● Written task 1:
In the listing below, reproduce the lines from the line with "Look at the photo above. Which pixel sits on the background" through the end of the listing, swapping "wrist" for "elbow" and keeping everything else the same.

● Excerpt provided:
# QE2 launch.



## jeffs (Nov 22, 2011)

Reading an article on the QE2, it listed the launch on the Clyde as being in September 1967.
I sailed down the Clyde on my first ship (City of Hereford) in February/March 1967 and I thought I remembered the QE2 being alongside the fit-out berth (still with no funnels) at that time. Can anyone throw more light on the subject?

Thanks

JeffS


----------



## gdynia (Nov 3, 2005)

Jeffs please find

http://news.bbc.co.uk/onthisday/hi/dates/stories/september/20/newsid_3075000/3075555.stm


----------



## Stephen J. Card (Nov 5, 2006)

The launch was definitely September 1967.


----------



## jeffs (Nov 22, 2011)

Thanks everyone. She was obviously still on the chocks when I went past. 
My memory has tricked me and I ve been telling fibs about it for years.

Cheers


----------



## R396040 (Sep 30, 2008)

jeffs said:


> Thanks everyone. She was obviously still on the chocks when I went past.
> My memory has tricked me and I ve been telling fibs about it for years.

● Source records:

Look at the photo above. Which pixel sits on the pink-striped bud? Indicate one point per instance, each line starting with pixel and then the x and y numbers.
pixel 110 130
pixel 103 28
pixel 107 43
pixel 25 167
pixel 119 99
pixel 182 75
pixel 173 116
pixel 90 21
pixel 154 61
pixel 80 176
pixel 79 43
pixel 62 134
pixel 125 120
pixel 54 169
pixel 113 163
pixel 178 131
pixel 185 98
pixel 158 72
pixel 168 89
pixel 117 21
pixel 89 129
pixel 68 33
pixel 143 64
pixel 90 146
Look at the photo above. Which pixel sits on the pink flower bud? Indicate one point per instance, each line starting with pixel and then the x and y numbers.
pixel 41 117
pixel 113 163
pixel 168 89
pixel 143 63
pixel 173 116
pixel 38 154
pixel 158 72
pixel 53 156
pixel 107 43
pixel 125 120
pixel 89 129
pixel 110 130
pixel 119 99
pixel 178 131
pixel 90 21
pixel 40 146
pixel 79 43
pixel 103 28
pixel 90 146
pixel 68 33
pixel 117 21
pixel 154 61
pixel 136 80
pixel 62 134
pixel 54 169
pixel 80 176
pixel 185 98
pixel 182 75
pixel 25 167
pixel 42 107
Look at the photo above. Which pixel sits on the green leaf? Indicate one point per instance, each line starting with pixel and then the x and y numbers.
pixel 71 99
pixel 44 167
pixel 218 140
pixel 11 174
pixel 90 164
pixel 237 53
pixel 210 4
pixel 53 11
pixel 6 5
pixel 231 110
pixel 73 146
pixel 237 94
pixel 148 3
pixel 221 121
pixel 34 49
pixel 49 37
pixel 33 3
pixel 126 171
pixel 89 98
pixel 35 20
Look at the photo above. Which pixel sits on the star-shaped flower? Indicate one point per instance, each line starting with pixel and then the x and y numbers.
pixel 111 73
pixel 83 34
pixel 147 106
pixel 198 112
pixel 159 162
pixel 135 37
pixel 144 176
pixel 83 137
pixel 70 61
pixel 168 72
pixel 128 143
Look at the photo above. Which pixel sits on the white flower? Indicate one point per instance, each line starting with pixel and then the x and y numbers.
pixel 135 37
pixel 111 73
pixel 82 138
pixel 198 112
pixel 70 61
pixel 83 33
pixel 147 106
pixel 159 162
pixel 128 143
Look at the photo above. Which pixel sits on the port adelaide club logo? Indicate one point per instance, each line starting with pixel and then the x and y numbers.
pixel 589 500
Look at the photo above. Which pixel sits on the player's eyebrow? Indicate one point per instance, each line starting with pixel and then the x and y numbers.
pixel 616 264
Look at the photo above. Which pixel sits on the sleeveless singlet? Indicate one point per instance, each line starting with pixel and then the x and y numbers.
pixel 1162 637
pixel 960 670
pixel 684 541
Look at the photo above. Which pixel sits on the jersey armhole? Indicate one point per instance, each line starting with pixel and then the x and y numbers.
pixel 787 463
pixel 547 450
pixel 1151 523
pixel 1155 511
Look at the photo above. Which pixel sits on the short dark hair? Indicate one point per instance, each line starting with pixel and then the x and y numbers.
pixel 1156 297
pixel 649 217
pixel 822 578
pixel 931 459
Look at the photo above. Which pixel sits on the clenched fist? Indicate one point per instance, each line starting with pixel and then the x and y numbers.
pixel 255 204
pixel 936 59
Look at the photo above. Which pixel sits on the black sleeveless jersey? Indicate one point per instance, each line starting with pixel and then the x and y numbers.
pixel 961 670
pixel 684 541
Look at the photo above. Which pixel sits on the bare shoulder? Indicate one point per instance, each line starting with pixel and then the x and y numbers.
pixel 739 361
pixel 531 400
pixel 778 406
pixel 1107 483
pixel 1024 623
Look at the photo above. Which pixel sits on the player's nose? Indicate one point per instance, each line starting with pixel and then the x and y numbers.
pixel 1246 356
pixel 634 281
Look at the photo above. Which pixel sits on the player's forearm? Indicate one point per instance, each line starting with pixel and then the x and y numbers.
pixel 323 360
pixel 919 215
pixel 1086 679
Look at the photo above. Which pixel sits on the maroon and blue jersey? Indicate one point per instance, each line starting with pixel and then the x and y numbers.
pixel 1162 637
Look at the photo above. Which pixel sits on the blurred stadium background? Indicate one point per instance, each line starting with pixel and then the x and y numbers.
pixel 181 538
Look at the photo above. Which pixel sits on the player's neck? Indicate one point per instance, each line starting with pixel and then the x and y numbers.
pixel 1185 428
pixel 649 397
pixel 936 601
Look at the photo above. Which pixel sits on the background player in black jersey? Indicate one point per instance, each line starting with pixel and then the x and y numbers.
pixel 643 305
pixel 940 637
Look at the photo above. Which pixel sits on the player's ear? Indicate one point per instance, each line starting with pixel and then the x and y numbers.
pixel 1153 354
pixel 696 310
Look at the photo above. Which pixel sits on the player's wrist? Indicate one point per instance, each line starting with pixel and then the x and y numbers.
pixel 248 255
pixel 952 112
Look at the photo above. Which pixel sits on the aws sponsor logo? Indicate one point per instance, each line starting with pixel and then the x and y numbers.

● Written task 2:
Give the username of every distinct poster in the QE2 launch thread.

● Correct result 1:
Look at the photo above. Which pixel sits on the background player in black jersey? Indicate one point per instance, each line starting with pixel and then the x and y numbers.
pixel 643 305
pixel 940 637
Look at the photo above. Which pixel sits on the player's ear? Indicate one point per instance, each line starting with pixel and then the x and y numbers.
pixel 1153 354
pixel 696 310
Look at the photo above. Which pixel sits on the player's elbow? Indicate one point per instance, each line starting with pixel and then the x and y numbers.
pixel 248 255
pixel 952 112
Look at the photo above. Which pixel sits on the aws sponsor logo? Indicate one point per instance, each line starting with pixel and then the x and y numbers.

● Correct result 2:
jeffs
gdynia
Stephen J. Card
R396040